## SUPPLIED RECORDS:
* BEGIN *
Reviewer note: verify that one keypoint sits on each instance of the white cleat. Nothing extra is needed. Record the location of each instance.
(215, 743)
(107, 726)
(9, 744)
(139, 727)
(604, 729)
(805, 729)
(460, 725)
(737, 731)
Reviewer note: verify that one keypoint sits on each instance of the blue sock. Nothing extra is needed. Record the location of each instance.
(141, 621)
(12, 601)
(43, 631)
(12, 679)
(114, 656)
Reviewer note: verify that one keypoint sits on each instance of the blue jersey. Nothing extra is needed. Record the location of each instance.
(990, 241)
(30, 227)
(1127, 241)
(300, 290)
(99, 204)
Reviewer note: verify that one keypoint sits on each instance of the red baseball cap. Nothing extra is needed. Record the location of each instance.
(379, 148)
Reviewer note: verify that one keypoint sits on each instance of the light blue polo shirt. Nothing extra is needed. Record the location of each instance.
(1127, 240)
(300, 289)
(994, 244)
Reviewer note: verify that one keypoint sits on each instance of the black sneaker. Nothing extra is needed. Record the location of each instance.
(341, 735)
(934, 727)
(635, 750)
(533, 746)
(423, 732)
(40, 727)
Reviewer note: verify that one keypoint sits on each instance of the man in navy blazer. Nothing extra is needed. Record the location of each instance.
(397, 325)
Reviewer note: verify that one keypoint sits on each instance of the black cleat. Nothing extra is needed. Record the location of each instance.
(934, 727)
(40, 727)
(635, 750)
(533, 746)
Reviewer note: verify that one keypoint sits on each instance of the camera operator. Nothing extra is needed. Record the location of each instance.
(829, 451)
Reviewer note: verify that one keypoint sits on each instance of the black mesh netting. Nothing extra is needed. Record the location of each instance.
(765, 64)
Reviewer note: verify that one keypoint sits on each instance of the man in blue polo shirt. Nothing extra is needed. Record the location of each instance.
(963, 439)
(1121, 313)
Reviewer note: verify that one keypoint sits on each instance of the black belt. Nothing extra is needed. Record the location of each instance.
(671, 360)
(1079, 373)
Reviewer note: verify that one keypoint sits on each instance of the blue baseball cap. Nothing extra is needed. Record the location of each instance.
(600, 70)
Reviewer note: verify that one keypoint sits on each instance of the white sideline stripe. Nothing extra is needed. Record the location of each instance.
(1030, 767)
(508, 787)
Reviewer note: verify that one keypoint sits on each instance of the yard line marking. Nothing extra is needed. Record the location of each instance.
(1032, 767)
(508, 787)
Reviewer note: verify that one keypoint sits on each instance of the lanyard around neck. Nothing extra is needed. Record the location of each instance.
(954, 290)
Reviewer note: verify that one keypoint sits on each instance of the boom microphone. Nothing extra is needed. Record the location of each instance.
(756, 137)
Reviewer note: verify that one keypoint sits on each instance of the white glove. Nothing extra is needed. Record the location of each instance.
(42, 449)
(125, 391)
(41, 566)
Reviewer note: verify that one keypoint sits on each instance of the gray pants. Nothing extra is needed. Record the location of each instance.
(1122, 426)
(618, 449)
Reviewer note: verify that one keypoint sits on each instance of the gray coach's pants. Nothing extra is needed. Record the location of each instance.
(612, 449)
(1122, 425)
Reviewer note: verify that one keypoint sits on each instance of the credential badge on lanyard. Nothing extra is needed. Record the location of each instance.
* END *
## WRITTEN PROBLEM:
Render all of the lines above as a numbered list, omitting any blank lines.

## TASK SOLUTION:
1. Reviewer note: verify that one keypoint sits on each instance of the white cleat. Nothing extra is needed. Record the location of each instance.
2. (215, 743)
3. (107, 726)
4. (9, 744)
5. (139, 727)
6. (604, 729)
7. (805, 729)
8. (460, 725)
9. (737, 731)
10. Reviewer note: verify that one keypoint sits on each instance of the blue sock. Nothing extra is needed. Record the location of each instance.
11. (141, 621)
12. (12, 601)
13. (43, 631)
14. (12, 679)
15. (114, 656)
16. Reviewer note: verify that one keypoint sits on each instance of the blue jersey. Nothing extra is needed. Record the location of each instance.
17. (990, 241)
18. (30, 227)
19. (1127, 241)
20. (300, 290)
21. (99, 204)
22. Reviewer note: verify that one keypoint sits on each instance of the red baseball cap. Nothing extra is needed. Record the location of each instance.
23. (379, 148)
24. Reviewer note: verify that one keypoint sits on each instance of the light blue polo shirt. Nothing extra is needed. Record the location of each instance.
25. (1127, 240)
26. (300, 289)
27. (994, 244)
28. Reviewer note: verify that one keypoint sits on each instance of the black sneaker. Nothing extra is needed. Record the location of each instance.
29. (341, 735)
30. (934, 727)
31. (635, 750)
32. (533, 746)
33. (423, 732)
34. (40, 727)
35. Reviewer note: verify that one keypoint sits on each instance of the man in navy blazer. Nothing extra is needed. Record the location of each instance.
36. (397, 325)
37. Reviewer note: verify that one keypoint sits on each instance of the black cleat. Nothing extra is needed. Record the location of each instance.
38. (934, 727)
39. (40, 727)
40. (635, 750)
41. (533, 746)
42. Reviewer note: verify that one keypoint sits on each instance of the camera operator. Nothing extra is needed. Record the location of each instance.
43. (829, 451)
44. Reviewer note: verify that one keypoint sits on each instance of the black mesh netting. Nothing extra is needed. Record the location of each instance.
45. (765, 64)
46. Reviewer note: verify that one keypoint sits on each instance of the man in blue polo shirt. Nothing extra is needed. Record the location of each instance.
47. (963, 439)
48. (1121, 313)
49. Reviewer note: verify that one keypoint sits on each instance of the black belt. Nothing extra is needed. Record the location of each instance.
50. (671, 360)
51. (1079, 373)
52. Reviewer note: verify that one keypoint sits on each instance of the blue baseball cap. Nothing extra is needed. Record the location of each instance.
53. (600, 70)
54. Reviewer note: verify that one keypoint sits on each instance of the white sideline stripe. Nothing extra is needed. Record the location of each instance.
55. (1030, 767)
56. (508, 787)
57. Reviewer note: verify that one keypoint sits on each instance of the yard line marking. Nothing extra is needed. Record the location of each instance.
58. (1032, 767)
59. (508, 787)
60. Reviewer note: verify that one keypoint sits on each instance of the lanyard around neck. Nothing extra is needed. Record the location of each instance.
61. (954, 290)
62. Reviewer note: verify that one keypoint sits on each instance of the boom microphone. Nothing extra is needed. Record the location of each instance.
63. (756, 137)
64. Reviewer note: verify that one keypoint sits on each instance of the white glove. Nothing extra is needed. Record the location of each instance.
65. (42, 449)
66. (125, 391)
67. (41, 566)
68. Reviewer note: verify that one keypoint sits on each instance of the gray pants. Nothing extra is needed. Record the location of each instance.
69. (1122, 426)
70. (618, 449)
71. Reviewer note: verify that one keypoint sits on each instance of the gray coach's pants. Nothing extra is needed. Record the location of each instance.
72. (612, 449)
73. (1122, 425)
74. Reviewer note: verify that one keypoint sits on each instance of the credential badge on lanyard. Nothing extra is needed. Record the location of each instance.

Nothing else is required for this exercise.